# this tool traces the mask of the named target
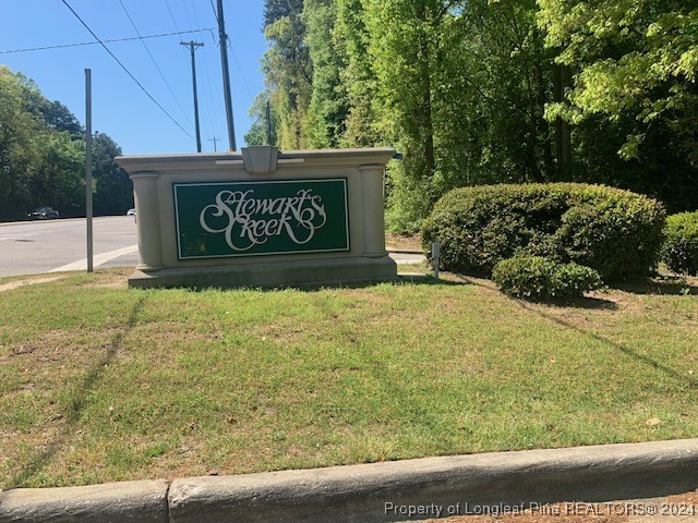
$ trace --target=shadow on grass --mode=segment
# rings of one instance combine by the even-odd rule
[[[35,455],[34,459],[22,467],[22,470],[12,478],[11,486],[7,487],[5,490],[23,487],[28,479],[48,465],[53,457],[69,442],[69,435],[73,434],[73,427],[79,422],[83,411],[85,410],[91,392],[99,384],[104,375],[105,367],[113,361],[117,352],[121,349],[123,339],[135,327],[145,300],[146,296],[141,296],[136,303],[133,304],[131,314],[123,327],[113,335],[106,352],[94,361],[80,385],[75,388],[73,398],[64,413],[67,423],[63,430],[47,445],[46,449],[41,453]]]
[[[605,344],[607,346],[611,346],[611,348],[615,349],[618,352],[622,352],[622,353],[626,354],[627,356],[630,356],[631,358],[634,358],[635,361],[637,361],[637,362],[639,362],[641,364],[645,364],[645,365],[647,365],[647,366],[649,366],[649,367],[651,367],[651,368],[653,368],[655,370],[659,370],[661,373],[664,373],[666,376],[670,376],[671,378],[673,378],[673,379],[675,379],[675,380],[677,380],[679,382],[686,384],[691,389],[698,389],[698,379],[694,378],[690,375],[681,374],[681,373],[674,370],[671,367],[667,367],[663,363],[658,362],[657,360],[654,360],[654,358],[652,358],[650,356],[647,356],[645,354],[640,354],[639,352],[630,349],[629,346],[624,345],[623,343],[618,343],[617,341],[610,340],[609,338],[606,338],[604,336],[601,336],[601,335],[598,335],[597,332],[593,332],[591,330],[582,329],[580,327],[577,327],[576,325],[573,325],[573,324],[570,324],[568,321],[559,319],[558,317],[553,316],[552,314],[547,314],[544,311],[541,311],[539,308],[530,307],[530,306],[528,306],[527,302],[522,302],[522,301],[517,301],[517,302],[526,311],[529,311],[529,312],[531,312],[533,314],[537,314],[537,315],[541,316],[542,318],[544,318],[544,319],[546,319],[549,321],[552,321],[553,324],[556,324],[556,325],[558,325],[558,326],[561,326],[563,328],[573,330],[573,331],[575,331],[575,332],[577,332],[577,333],[579,333],[581,336],[586,336],[588,338],[592,338],[592,339],[594,339],[594,340],[597,340],[597,341],[599,341],[599,342],[601,342],[601,343],[603,343],[603,344]]]
[[[438,279],[429,275],[409,275],[398,273],[397,280],[385,281],[349,281],[344,283],[302,283],[302,284],[288,284],[288,285],[274,285],[274,287],[190,287],[181,288],[188,292],[205,292],[205,291],[255,291],[255,292],[277,292],[285,290],[293,290],[301,292],[318,292],[327,290],[341,290],[341,289],[369,289],[383,283],[394,285],[405,284],[418,284],[418,285],[434,285],[434,287],[462,287],[472,284],[470,281],[450,281]]]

_Set exercise_: Reproduce the listing above line for line, omitting the picture.

_Answer for the task_:
# this tool traces the mask of the named target
$ trace --target=shadow on grass --mode=segment
# rings of one instance combine by the even-odd rule
[[[35,455],[34,459],[22,467],[22,470],[12,478],[11,486],[7,487],[5,490],[23,487],[28,479],[48,465],[53,457],[69,442],[69,435],[73,434],[73,427],[79,422],[83,411],[85,410],[91,392],[99,384],[104,375],[105,367],[113,361],[117,352],[121,349],[123,339],[135,327],[145,300],[146,296],[141,296],[136,303],[133,304],[131,314],[123,327],[113,335],[106,352],[94,361],[80,385],[75,388],[73,398],[64,413],[67,423],[63,430],[47,445],[46,449],[41,453]]]
[[[605,344],[607,346],[611,346],[611,348],[615,349],[618,352],[622,352],[622,353],[626,354],[627,356],[630,356],[631,358],[634,358],[635,361],[637,361],[637,362],[639,362],[641,364],[645,364],[645,365],[647,365],[647,366],[649,366],[649,367],[651,367],[651,368],[653,368],[655,370],[659,370],[661,373],[664,373],[666,376],[670,376],[671,378],[673,378],[673,379],[675,379],[675,380],[677,380],[679,382],[686,384],[691,389],[698,389],[698,379],[694,378],[690,375],[681,374],[681,373],[674,370],[671,367],[667,367],[663,363],[658,362],[657,360],[654,360],[654,358],[652,358],[650,356],[647,356],[645,354],[640,354],[639,352],[630,349],[629,346],[624,345],[623,343],[618,343],[617,341],[610,340],[609,338],[606,338],[604,336],[601,336],[601,335],[598,335],[597,332],[593,332],[591,330],[582,329],[580,327],[577,327],[576,325],[573,325],[573,324],[570,324],[568,321],[559,319],[558,317],[553,316],[552,314],[547,314],[544,311],[541,311],[539,308],[530,307],[530,306],[528,306],[527,302],[522,302],[522,301],[517,301],[517,302],[526,311],[529,311],[529,312],[531,312],[533,314],[537,314],[537,315],[541,316],[542,318],[544,318],[544,319],[546,319],[549,321],[552,321],[553,324],[556,324],[556,325],[558,325],[558,326],[561,326],[563,328],[573,330],[573,331],[575,331],[575,332],[577,332],[577,333],[579,333],[581,336],[586,336],[588,338],[592,338],[592,339],[594,339],[594,340],[597,340],[597,341],[599,341],[599,342],[601,342],[601,343],[603,343],[603,344]]]
[[[438,279],[429,275],[409,275],[398,273],[397,280],[385,281],[349,281],[344,283],[302,283],[302,284],[288,284],[288,285],[274,285],[274,287],[190,287],[181,288],[188,292],[205,292],[205,291],[255,291],[255,292],[277,292],[285,290],[293,290],[301,292],[318,292],[327,290],[341,290],[341,289],[369,289],[383,283],[394,285],[405,284],[418,284],[418,285],[434,285],[434,287],[462,287],[472,284],[470,281],[450,281]]]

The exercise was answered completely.